WORK TASK: Reproduce the passage of the health data analysis from "Your average sleep" to "meaningful aerobic adaptation.", swapping "aerobic adaptation" for "cardiovascular adaptation".

READING PASSAGE:

AI Analysis Claude
Your resting heart rate averaged 61.7 bpm over this period with a low of 52 bpm, which suggests a reasonable cardiovascular baseline, but the absence of any recorded HRV measurements across the full 59 days is a significant gap that limits how confidently we can assess your autonomic recovery. Your average stress score of 33.8 sits in the low-to-moderate range, which on the surface looks encouraging, yet without HRV data to corroborate it we are essentially flying half-blind on recovery status. Duncan, the integrated picture here is incomplete rather than alarming, and closing that HRV data gap should be a priority before drawing stronger conclusions.
Your average sleep of 6.2 hours per night is meaningfully below the 7–8 hour threshold that supports adequate parasympathetic recovery, and this likely explains why your resting heart rate has not consistently tracked closer to that 52 bpm floor. Short sleep also reduces the reliability of stress scores, because the algorithm has fewer restful hours from which to calibrate your baseline. In practical terms, your recovery capacity is probably more compromised than your stress number alone suggests.
You logged 8 runs with a best pace of 5:49 per kilometre, indicating a modest but consistent training presence averaging roughly one run every seven days. That frequency is enough to maintain a base but not enough to drive meaningful aerobic adaptation.
For the next period, one targeted change will give you the most return:
- Prioritise extending sleep to at least 7 hours per night for three consecutive weeks, then reassess whether your resting heart rate trends closer to the low 50s and your stress score drops below 30 — that confirmed improvement would signal your body is ready to support a bump to two or three runs per week.

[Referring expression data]
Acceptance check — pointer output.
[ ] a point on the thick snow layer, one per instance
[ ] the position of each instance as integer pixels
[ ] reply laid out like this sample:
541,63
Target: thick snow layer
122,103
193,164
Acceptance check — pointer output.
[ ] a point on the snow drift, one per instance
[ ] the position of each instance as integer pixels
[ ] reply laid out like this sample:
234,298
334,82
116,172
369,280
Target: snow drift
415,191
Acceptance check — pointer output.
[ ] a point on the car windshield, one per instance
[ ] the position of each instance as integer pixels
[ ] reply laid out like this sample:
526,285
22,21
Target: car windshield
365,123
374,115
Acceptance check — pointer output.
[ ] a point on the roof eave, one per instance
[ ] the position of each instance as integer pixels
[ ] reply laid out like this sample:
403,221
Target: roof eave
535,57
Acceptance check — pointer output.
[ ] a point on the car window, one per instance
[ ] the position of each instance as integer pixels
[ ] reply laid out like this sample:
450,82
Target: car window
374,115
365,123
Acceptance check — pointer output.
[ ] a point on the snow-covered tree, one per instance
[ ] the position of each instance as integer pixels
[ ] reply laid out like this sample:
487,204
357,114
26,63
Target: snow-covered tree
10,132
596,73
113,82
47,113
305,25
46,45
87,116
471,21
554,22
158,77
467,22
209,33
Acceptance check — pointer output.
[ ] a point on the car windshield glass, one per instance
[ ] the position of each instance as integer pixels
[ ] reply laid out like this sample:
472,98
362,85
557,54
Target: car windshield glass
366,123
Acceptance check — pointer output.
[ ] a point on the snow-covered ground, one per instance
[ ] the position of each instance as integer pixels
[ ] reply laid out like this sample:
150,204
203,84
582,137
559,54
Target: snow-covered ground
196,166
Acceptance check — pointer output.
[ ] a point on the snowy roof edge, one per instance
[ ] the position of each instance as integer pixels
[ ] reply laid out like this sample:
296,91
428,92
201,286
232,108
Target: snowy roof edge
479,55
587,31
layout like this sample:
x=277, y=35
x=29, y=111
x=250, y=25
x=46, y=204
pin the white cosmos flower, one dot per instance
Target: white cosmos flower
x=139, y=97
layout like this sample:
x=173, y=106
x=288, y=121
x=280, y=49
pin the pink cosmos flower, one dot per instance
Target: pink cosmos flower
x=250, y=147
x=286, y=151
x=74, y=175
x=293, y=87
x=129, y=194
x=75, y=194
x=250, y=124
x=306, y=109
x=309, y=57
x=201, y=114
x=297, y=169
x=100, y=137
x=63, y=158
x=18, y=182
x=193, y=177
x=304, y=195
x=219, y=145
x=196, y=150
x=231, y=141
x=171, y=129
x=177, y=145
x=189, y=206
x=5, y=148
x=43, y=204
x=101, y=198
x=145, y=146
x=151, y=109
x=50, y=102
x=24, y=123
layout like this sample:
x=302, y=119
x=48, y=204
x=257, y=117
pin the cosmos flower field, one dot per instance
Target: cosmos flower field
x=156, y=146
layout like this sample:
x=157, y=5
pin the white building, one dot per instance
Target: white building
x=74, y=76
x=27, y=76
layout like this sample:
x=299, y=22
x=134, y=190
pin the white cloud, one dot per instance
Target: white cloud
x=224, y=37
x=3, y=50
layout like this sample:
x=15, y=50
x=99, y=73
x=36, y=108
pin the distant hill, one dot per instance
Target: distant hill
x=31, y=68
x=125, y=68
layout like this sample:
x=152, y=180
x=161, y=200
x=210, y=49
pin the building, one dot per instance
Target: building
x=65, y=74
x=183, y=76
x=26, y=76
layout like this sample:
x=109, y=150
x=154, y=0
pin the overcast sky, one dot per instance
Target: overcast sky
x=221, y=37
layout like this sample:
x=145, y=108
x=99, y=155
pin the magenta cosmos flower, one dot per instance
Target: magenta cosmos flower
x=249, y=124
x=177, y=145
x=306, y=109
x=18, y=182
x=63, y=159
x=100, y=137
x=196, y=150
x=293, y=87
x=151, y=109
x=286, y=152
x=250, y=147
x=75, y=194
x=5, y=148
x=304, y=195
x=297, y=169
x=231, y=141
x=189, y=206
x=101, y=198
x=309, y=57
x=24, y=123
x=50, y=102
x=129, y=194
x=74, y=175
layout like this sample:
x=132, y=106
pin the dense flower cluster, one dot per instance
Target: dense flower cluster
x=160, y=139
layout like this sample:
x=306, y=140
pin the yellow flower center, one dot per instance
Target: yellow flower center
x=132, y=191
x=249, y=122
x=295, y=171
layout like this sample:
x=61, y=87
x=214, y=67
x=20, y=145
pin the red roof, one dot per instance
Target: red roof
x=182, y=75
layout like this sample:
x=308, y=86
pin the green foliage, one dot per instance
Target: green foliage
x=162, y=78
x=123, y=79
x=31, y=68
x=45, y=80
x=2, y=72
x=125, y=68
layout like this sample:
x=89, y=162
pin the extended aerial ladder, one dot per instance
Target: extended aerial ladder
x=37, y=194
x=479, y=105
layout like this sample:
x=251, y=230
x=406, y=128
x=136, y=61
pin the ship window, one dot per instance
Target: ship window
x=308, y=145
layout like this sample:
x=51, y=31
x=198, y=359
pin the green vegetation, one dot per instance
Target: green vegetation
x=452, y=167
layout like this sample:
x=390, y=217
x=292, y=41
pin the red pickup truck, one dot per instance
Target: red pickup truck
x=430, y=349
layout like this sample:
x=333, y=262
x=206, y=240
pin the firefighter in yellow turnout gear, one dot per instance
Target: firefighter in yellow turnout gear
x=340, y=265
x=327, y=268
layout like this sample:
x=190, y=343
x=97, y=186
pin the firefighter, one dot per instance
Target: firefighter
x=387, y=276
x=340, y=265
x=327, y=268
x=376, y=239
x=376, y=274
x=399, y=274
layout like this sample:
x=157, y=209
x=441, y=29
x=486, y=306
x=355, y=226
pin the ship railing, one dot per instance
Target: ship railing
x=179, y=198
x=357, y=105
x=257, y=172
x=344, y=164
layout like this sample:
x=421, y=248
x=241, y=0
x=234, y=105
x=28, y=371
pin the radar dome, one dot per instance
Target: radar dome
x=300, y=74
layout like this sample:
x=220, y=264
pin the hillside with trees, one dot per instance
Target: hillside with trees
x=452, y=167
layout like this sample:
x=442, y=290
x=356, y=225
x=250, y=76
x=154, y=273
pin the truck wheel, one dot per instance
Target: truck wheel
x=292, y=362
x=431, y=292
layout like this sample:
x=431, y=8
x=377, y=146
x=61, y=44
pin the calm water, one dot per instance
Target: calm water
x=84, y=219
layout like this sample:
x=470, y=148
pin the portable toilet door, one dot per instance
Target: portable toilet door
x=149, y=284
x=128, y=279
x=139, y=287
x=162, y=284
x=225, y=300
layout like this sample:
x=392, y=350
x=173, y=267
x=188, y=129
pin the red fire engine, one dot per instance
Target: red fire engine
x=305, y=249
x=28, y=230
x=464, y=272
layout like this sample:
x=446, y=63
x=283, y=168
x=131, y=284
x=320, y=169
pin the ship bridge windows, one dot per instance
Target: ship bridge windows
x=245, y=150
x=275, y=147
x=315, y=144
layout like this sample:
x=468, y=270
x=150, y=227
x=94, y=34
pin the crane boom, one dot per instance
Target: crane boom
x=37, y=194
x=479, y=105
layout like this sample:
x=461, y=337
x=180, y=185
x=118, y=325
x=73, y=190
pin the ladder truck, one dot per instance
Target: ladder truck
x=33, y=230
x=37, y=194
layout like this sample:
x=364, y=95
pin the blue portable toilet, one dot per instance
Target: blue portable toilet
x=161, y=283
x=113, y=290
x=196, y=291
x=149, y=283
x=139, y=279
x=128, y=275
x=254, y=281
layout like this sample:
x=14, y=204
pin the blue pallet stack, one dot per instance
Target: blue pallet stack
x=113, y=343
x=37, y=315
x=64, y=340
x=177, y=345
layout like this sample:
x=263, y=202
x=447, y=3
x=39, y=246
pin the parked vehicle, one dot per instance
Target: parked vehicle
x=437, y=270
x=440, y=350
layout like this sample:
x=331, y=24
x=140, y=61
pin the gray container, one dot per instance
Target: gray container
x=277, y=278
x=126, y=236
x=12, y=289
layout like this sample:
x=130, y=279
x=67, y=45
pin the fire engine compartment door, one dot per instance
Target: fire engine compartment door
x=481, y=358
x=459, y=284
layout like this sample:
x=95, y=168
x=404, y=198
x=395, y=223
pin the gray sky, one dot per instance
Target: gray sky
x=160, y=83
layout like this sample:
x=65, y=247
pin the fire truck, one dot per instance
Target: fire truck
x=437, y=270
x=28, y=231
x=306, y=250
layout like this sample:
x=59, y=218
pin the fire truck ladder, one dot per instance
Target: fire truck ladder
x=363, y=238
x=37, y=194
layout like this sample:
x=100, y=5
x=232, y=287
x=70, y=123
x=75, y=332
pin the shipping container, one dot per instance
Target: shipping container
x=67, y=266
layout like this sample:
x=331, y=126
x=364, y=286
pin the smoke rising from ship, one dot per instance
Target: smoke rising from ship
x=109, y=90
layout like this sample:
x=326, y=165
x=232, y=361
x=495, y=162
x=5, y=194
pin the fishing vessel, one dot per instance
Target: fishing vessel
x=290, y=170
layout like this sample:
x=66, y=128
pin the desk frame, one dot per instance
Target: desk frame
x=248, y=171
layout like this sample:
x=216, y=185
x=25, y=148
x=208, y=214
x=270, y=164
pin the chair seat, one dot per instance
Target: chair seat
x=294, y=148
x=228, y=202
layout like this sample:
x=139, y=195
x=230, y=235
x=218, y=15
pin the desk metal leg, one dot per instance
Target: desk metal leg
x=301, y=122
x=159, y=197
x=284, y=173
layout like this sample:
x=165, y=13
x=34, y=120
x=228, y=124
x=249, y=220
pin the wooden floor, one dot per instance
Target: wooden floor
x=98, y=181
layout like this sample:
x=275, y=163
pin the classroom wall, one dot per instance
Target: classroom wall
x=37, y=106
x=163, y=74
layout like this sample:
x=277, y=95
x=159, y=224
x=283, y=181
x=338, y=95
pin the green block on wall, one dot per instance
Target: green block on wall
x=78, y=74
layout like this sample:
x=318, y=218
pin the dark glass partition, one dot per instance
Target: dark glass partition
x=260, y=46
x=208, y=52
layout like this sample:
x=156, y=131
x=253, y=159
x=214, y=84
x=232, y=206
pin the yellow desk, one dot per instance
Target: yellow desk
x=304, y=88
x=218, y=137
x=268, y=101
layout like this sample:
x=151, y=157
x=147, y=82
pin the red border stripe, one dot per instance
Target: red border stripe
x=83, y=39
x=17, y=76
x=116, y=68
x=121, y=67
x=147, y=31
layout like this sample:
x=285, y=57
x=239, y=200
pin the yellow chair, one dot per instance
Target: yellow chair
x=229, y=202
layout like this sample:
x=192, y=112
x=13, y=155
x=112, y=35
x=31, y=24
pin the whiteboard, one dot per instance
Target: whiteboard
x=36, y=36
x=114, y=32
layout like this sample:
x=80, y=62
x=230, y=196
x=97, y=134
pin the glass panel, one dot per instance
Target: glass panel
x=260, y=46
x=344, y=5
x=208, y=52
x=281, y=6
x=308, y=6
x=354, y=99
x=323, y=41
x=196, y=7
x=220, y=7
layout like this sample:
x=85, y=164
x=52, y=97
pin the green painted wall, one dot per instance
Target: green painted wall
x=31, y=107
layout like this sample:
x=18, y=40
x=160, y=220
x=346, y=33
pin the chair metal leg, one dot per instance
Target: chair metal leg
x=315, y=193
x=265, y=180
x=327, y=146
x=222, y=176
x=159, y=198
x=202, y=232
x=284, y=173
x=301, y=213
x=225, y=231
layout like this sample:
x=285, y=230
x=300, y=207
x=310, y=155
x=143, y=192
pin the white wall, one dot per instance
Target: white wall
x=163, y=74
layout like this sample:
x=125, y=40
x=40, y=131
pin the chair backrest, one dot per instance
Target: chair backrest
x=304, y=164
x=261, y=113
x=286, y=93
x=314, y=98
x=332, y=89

WRITTEN REPLY:
Your average sleep of 6.2 hours per night is meaningfully below the 7–8 hour threshold that supports adequate parasympathetic recovery, and this likely explains why your resting heart rate has not consistently tracked closer to that 52 bpm floor. Short sleep also reduces the reliability of stress scores, because the algorithm has fewer restful hours from which to calibrate your baseline. In practical terms, your recovery capacity is probably more compromised than your stress number alone suggests.
You logged 8 runs with a best pace of 5:49 per kilometre, indicating a modest but consistent training presence averaging roughly one run every seven days. That frequency is enough to maintain a base but not enough to drive meaningful cardiovascular adaptation.